Dataset rows on where objects appear
%%
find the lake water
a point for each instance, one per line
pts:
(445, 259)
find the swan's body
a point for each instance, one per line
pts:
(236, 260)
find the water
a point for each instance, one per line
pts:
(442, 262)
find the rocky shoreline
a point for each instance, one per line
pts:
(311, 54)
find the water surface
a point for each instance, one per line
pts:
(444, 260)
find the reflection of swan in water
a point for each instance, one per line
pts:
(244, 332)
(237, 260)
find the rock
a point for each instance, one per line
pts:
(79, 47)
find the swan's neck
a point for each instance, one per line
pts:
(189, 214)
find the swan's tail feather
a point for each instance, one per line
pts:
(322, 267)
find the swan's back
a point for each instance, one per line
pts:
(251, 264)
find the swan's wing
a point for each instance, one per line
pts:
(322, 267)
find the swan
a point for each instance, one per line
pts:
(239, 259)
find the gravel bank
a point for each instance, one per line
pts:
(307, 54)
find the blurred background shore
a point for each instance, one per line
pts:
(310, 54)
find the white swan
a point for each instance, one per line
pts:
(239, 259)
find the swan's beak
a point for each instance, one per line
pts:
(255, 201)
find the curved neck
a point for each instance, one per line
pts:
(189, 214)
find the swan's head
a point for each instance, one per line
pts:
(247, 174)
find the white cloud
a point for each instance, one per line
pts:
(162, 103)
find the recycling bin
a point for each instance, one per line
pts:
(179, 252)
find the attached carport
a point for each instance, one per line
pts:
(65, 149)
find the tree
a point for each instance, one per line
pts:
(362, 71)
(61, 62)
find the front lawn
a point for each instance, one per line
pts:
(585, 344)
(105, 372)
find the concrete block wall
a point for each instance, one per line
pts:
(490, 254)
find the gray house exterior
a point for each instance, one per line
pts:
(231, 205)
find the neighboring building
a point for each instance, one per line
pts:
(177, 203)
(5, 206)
%%
(Task requirements): Please copy the records from the line with "find the white swan" up to and including the last line of the records, keeping every request line and offsetting each point coordinate, both x and y, by adding 84.

(Answer in full):
find the white swan
a point for each instance, one per line
pts:
(323, 343)
find the swan's beak
a point for each instance, one per line
pts:
(339, 285)
find the curved neck
a point for each instance, one per line
pts:
(273, 298)
find the swan's head
a point for each instance, one per line
pts:
(331, 258)
find the white cloud
a point for each instance, one per line
pts:
(246, 187)
find the recycling bin
a point for each instance, one per line
pts:
(263, 336)
find the attached carport
a point for each instance, one per line
pts:
(149, 233)
find the tree
a point for each instance, one per line
pts:
(446, 155)
(145, 146)
find the front lawn
a point for each instance, one per line
pts:
(669, 428)
(189, 456)
find the concrete block wall
a point for each instance, one per line
pts:
(574, 338)
find the gray house exterior
a point for each instance, one per line
pts:
(315, 289)
find the neighboring building
a point for each instance, one per line
pts:
(261, 287)
(89, 290)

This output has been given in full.